(Supplied material Opens)
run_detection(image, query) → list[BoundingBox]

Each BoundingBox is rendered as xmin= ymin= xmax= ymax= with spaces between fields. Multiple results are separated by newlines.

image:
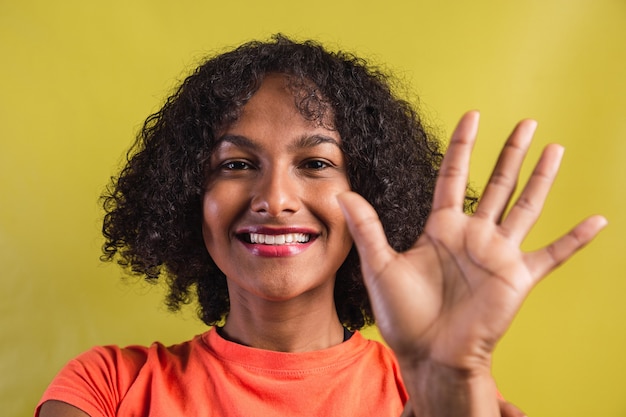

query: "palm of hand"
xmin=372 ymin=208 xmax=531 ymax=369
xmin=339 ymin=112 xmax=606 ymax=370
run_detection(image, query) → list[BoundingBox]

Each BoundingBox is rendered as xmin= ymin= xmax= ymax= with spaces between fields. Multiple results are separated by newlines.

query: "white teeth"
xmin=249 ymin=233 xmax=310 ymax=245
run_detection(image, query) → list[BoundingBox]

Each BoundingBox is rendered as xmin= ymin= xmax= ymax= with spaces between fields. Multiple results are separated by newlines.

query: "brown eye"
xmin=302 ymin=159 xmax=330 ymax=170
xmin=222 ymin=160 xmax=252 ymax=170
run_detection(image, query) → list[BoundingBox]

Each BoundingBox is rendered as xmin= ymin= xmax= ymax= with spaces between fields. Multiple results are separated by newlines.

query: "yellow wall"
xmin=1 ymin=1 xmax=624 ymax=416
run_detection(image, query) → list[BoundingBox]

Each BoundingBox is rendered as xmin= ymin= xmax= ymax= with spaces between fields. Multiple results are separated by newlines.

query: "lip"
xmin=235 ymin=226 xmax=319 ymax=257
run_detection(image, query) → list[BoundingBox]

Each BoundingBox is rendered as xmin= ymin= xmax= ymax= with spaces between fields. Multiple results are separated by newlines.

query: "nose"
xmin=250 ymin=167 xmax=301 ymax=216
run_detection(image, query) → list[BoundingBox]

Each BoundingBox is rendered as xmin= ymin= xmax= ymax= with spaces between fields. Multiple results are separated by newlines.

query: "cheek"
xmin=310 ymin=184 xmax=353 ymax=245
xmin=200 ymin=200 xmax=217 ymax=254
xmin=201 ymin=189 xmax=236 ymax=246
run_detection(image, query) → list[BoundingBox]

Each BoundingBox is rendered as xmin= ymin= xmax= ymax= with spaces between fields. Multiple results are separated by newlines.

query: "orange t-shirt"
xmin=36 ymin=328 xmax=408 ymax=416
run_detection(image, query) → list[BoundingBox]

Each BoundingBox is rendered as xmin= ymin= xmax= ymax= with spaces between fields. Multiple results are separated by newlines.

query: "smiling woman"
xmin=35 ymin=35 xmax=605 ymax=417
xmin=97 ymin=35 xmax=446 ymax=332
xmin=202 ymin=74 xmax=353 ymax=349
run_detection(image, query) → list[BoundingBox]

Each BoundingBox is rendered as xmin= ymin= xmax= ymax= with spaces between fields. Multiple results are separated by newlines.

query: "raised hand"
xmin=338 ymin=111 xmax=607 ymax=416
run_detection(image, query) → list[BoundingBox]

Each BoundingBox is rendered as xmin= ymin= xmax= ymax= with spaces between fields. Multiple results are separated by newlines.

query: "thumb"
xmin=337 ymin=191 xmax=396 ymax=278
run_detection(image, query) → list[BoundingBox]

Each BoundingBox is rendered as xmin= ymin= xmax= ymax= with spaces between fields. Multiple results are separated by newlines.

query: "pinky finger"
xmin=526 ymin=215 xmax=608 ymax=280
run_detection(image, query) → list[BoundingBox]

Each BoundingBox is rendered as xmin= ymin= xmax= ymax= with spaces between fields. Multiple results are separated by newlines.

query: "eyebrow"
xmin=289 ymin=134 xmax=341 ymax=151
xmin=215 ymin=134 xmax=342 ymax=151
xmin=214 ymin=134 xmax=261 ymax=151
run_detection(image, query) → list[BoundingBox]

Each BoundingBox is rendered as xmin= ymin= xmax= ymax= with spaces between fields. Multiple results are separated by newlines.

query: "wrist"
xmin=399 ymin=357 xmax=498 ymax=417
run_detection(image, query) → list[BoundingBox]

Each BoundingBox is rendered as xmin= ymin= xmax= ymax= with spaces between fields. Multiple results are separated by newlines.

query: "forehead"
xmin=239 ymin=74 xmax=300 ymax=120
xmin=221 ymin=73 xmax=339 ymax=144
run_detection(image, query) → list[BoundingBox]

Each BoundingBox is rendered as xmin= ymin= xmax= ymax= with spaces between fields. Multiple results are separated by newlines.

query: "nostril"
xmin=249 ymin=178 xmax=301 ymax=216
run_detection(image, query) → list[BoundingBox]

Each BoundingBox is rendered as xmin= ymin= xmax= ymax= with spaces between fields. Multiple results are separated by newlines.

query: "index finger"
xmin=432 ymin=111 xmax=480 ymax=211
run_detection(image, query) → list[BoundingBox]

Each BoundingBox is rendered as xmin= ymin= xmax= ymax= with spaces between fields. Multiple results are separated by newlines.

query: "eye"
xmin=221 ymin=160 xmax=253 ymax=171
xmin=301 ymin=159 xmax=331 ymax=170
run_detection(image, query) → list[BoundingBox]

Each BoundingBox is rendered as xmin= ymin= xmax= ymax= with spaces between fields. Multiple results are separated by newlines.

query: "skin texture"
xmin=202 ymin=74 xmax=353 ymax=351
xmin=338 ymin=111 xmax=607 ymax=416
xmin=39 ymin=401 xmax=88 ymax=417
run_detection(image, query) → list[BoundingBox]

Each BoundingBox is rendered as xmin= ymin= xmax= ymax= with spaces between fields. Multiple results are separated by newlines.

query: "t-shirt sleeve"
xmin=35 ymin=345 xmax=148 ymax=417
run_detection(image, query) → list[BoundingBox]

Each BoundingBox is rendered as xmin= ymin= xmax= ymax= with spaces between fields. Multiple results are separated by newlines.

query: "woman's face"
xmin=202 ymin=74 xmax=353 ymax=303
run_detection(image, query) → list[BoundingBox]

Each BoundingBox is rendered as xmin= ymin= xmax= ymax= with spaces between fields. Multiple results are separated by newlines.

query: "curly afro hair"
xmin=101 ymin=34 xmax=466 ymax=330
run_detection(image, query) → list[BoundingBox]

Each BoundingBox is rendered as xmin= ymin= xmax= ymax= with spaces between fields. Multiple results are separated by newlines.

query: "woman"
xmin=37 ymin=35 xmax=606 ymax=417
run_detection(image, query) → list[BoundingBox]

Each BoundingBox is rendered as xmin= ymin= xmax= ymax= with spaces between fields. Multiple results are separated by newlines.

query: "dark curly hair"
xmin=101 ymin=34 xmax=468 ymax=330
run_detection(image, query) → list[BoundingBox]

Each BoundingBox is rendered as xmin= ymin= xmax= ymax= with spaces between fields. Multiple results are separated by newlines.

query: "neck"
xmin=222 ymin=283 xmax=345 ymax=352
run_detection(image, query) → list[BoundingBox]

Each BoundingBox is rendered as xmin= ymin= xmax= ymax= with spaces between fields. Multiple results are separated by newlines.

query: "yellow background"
(Supplied material Closes)
Task details – Please repeat the entries above exactly, leaving out any pictures.

Written solution –
run_detection(image, query) → list[BoundingBox]

Each BoundingBox is rendered as xmin= ymin= xmax= ymax= with spaces between fields. Multiple results are separated by newlines.

image:

query: "palm of hand"
xmin=372 ymin=208 xmax=531 ymax=369
xmin=339 ymin=112 xmax=606 ymax=370
run_detection(image, query) → list[BoundingBox]

Each BoundingBox is rendered as xmin= ymin= xmax= ymax= with spaces between fields. Multiple results are separated by newlines.

query: "white teeth"
xmin=249 ymin=233 xmax=310 ymax=245
run_detection(image, query) → list[BoundingBox]

Each BoundingBox is rendered as xmin= ymin= xmax= ymax= with spaces between fields. Multiple results are separated by newlines.

query: "brown eye"
xmin=302 ymin=159 xmax=330 ymax=170
xmin=222 ymin=160 xmax=252 ymax=170
run_detection(image, query) → list[BoundingBox]

Each BoundingBox is rendered as xmin= ymin= xmax= ymax= with spaces between fields. Multiple results are separated by newlines.

query: "yellow wall"
xmin=1 ymin=1 xmax=624 ymax=416
run_detection(image, query) → list[BoundingBox]

Each BoundingBox is rendered as xmin= ymin= xmax= ymax= with spaces between fields. Multiple results are separated by newlines.

query: "lip"
xmin=235 ymin=226 xmax=319 ymax=257
run_detection(image, query) → list[BoundingBox]

Each BoundingBox is rendered as xmin= ymin= xmax= ymax= with spaces between fields. Multiple results are separated by newlines.

query: "nose"
xmin=250 ymin=167 xmax=301 ymax=216
run_detection(image, query) → list[BoundingBox]

Each BoundingBox is rendered as xmin= ymin= xmax= ymax= with spaces between fields. Multiple results are separated by newlines.

query: "cheek"
xmin=310 ymin=184 xmax=353 ymax=245
xmin=200 ymin=200 xmax=217 ymax=254
xmin=201 ymin=189 xmax=236 ymax=246
run_detection(image, query) → list[BoundingBox]

Each BoundingBox is rendered as xmin= ymin= xmax= ymax= with spaces between fields. Multiple results are separated by newlines.

query: "orange t-shirt"
xmin=36 ymin=328 xmax=408 ymax=416
run_detection(image, query) → list[BoundingBox]

Each BoundingBox is rendered as xmin= ymin= xmax= ymax= with spaces between fields. Multiple results are separated by newlines.

query: "smiling woman"
xmin=35 ymin=35 xmax=605 ymax=417
xmin=97 ymin=35 xmax=446 ymax=332
xmin=202 ymin=74 xmax=353 ymax=349
run_detection(image, query) → list[BoundingBox]

Each BoundingBox is rendered as xmin= ymin= xmax= ymax= with spaces between fields. Multiple results are separated by newlines.

query: "raised hand"
xmin=338 ymin=111 xmax=607 ymax=416
run_detection(image, query) → list[BoundingBox]

Each BoundingBox is rendered as xmin= ymin= xmax= ymax= with spaces between fields. Multiple results are separated by newlines.

query: "thumb"
xmin=337 ymin=191 xmax=396 ymax=278
run_detection(image, query) → list[BoundingBox]

Each BoundingBox is rendered as xmin= ymin= xmax= ymax= with spaces between fields. Multiple results are separated by newlines.

query: "pinky finger"
xmin=526 ymin=215 xmax=608 ymax=280
run_detection(image, query) → list[BoundingBox]

Each BoundingBox is rendered as xmin= ymin= xmax= ymax= with spaces between fields. Multiple results are separated by newlines.

query: "eyebrow"
xmin=289 ymin=134 xmax=341 ymax=151
xmin=215 ymin=134 xmax=342 ymax=151
xmin=214 ymin=134 xmax=261 ymax=151
run_detection(image, query) → list[BoundingBox]

Each BoundingBox is rendered as xmin= ymin= xmax= ymax= with spaces between fields. Multiple results are separated by newlines.

query: "wrist"
xmin=399 ymin=357 xmax=498 ymax=417
run_detection(image, query) → list[BoundingBox]

Each BoundingBox is rendered as xmin= ymin= xmax= ymax= with spaces between fields. Multiple results are separated by newlines.

query: "forehead"
xmin=239 ymin=74 xmax=300 ymax=120
xmin=221 ymin=73 xmax=339 ymax=144
run_detection(image, query) → list[BoundingBox]

Each BoundingBox is rendered as xmin= ymin= xmax= ymax= with spaces between fields. Multiple results are separated by newlines.

query: "nostril"
xmin=249 ymin=178 xmax=301 ymax=216
run_detection(image, query) → list[BoundingBox]

Each BoundingBox is rendered as xmin= ymin= xmax= ymax= with spaces between fields. Multiple results are separated by newlines.

query: "index finger"
xmin=432 ymin=111 xmax=480 ymax=211
run_detection(image, query) → list[BoundingBox]

Each BoundingBox is rendered as xmin= ymin= xmax= ymax= with spaces between fields. Multiple results are separated by newlines.

query: "eye"
xmin=221 ymin=160 xmax=253 ymax=171
xmin=301 ymin=159 xmax=331 ymax=170
run_detection(image, query) → list[BoundingBox]

Each BoundingBox is rendered as xmin= ymin= xmax= ymax= with spaces between fields. Multiple results are separated by newlines.

query: "skin texture"
xmin=202 ymin=74 xmax=353 ymax=351
xmin=338 ymin=111 xmax=607 ymax=416
xmin=39 ymin=401 xmax=88 ymax=417
run_detection(image, query) → list[BoundingBox]

Each BoundingBox is rendered as xmin= ymin= xmax= ymax= with spaces between fields. Multiple results are separated by newlines.

query: "t-shirt sleeve"
xmin=35 ymin=345 xmax=148 ymax=417
run_detection(image, query) → list[BoundingBox]

Each BoundingBox is rendered as xmin= ymin= xmax= ymax= with spaces between fields. Multiple results are separated by newlines.

query: "woman's face"
xmin=202 ymin=74 xmax=353 ymax=303
run_detection(image, query) → list[BoundingBox]

Each BoundingBox is rendered as xmin= ymin= xmax= ymax= with spaces between fields. Multiple results are separated by newlines.

query: "curly afro hair"
xmin=101 ymin=34 xmax=466 ymax=330
run_detection(image, query) → list[BoundingBox]

Each BoundingBox is rendered as xmin= ymin= xmax= ymax= with spaces between fields. Multiple results are separated by newlines.

query: "woman"
xmin=37 ymin=35 xmax=606 ymax=417
run_detection(image, query) → list[BoundingBox]

Each BoundingBox is rendered as xmin= ymin= xmax= ymax= with spaces between fields. Multiple results are separated by newlines.

query: "dark curly hair"
xmin=101 ymin=34 xmax=468 ymax=330
run_detection(image, query) → list[BoundingBox]

Each BoundingBox is rendered as xmin= ymin= xmax= ymax= with spaces between fields. Multiple results are separated by newlines.

query: "neck"
xmin=222 ymin=283 xmax=345 ymax=352
run_detection(image, query) → list[BoundingBox]

Each BoundingBox is rendered as xmin= ymin= xmax= ymax= with spaces between fields. Multiple results are separated by newlines.

query: "yellow background"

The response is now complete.